* start Text extract *

Richard Overy. The Bombers and the Bombed: Allied Air War over Europe 1940-1945. New York: Viking Penguin, 2014. 592 pp. $36.00 (cloth), ISBN 978-0-670-02515-2; $18.00 (paper), ISBN 978-0-14-312624-9.
Richard Overy. The Bombing War, Europe 1939-1945. London: Allen Lane, 2013. Maps, 852 pp. n.p. (cloth), ISBN 978-0-7139-9561-9.
Reviewed by Stephen Bourque (US Army Command and General Staff College)
Published on H-War (December, 2014)
Commissioned by Margaret Sankey
Following four years of bloody infantry combat in the Great War of 1914-18, soldiers and politicians began searching for ways to avoid its repetition. By the early 1930s the views of such aviation theorists as Giulio Douhet, Hugh Trenchard, and William “Billy” Mitchell were well known by those seeking to redesign their armed forces for the next war. Although forced by army generals and politicians to divert resources to providing air support to ground troops or air defense to the homeland, American and British aviators had their eyes set on the promise of the heavy bomber. While these allies would develop different operational and tactical approaches, they shared a vision of fleets of massed bombers flying far beyond the plodding ground soldier and delivering decisive blows to the enemy’s heartland. These bomber enthusiasts firmly believed that if they did it right, the ground war might be unnecessary and the loss of friendly life minimal.

* end Text extract *
* start Data shown *

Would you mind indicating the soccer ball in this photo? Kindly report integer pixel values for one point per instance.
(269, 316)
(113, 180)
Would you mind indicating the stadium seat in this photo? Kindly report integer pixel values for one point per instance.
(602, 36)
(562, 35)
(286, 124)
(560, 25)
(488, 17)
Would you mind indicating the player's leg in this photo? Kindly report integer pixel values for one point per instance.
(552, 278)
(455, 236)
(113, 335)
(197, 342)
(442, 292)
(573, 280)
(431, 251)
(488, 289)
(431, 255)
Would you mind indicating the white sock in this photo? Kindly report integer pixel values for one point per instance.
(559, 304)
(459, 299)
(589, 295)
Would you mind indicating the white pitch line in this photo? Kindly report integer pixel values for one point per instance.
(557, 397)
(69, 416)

* end Data shown *
* start Data shown *

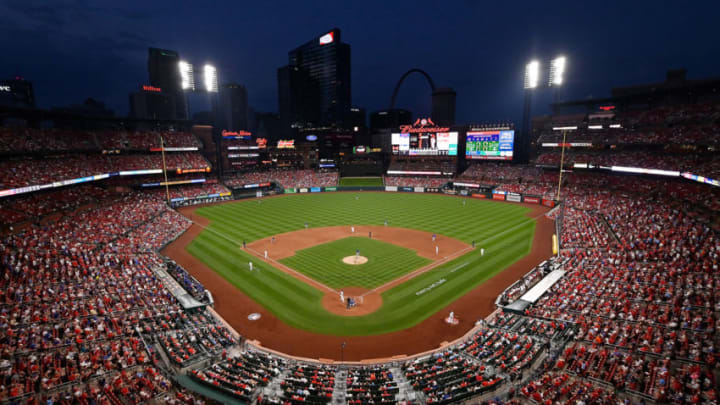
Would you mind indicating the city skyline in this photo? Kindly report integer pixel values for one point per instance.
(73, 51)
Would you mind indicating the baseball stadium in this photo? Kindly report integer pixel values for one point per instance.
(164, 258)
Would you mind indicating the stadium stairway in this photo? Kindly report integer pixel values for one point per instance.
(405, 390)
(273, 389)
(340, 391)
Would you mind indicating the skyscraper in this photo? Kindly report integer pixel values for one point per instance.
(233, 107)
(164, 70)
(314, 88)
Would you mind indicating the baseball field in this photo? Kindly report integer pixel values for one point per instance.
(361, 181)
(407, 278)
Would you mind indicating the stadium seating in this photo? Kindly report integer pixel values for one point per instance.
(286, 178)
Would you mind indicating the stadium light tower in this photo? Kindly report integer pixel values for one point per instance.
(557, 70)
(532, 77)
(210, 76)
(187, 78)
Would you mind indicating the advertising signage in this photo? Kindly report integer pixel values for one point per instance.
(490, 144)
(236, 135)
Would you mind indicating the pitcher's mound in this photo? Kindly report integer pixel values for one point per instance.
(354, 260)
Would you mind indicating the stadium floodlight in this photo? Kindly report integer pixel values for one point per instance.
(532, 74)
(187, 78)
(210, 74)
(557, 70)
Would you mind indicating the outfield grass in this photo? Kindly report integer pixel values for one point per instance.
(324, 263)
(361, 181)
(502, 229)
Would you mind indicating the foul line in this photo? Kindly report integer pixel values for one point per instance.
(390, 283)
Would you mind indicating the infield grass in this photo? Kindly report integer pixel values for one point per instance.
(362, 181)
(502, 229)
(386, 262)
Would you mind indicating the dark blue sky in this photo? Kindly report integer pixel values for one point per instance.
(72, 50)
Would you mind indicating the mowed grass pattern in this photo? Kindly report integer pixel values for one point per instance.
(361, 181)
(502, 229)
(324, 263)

* end Data shown *
* start Data shown *

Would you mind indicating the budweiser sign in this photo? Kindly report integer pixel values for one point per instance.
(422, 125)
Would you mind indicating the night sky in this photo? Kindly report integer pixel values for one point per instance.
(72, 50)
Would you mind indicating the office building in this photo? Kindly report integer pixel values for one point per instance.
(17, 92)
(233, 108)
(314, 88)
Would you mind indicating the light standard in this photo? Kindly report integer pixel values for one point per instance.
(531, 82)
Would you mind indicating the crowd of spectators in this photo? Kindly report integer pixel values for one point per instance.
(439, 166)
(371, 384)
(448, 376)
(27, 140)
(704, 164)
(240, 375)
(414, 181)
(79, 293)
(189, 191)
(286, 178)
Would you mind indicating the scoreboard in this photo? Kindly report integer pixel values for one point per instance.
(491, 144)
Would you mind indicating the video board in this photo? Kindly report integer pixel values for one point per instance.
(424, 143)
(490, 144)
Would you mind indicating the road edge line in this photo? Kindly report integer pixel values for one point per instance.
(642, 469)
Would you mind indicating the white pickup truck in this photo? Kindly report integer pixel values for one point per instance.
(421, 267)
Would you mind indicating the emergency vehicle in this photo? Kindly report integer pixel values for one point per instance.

* end Data shown *

__Tasks to perform__.
• 1. Reproduce the book review word for word from "Richard Overy. The Bombers" to "H-War (December, 2014)".
• 2. Answer these from the book review:
(a) Who reviewed the books?
(b) Which three aviation theorists does the review name?
(c) How many pages does The Bombing War, Europe 1939-1945 have?
The records aren't needed for any of this.

__Expected outputs__.
• 1.
Richard Overy. The Bombers and the Bombed: Allied Air War over Europe 1940-1945. New York: Viking Penguin, 2014. 592 pp. $36.00 (cloth), ISBN 978-0-670-02515-2; $18.00 (paper), ISBN 978-0-14-312624-9.
Richard Overy. The Bombing War, Europe 1939-1945. London: Allen Lane, 2013. Maps, 852 pp. n.p. (cloth), ISBN 978-0-7139-9561-9.
Reviewed by Stephen Bourque (US Army Command and General Staff College)
Published on H-War (December, 2014)

• 2.
(a) Stephen Bourque
(b) Giulio Douhet, Hugh Trenchard, and William "Billy" Mitchell
(c) 852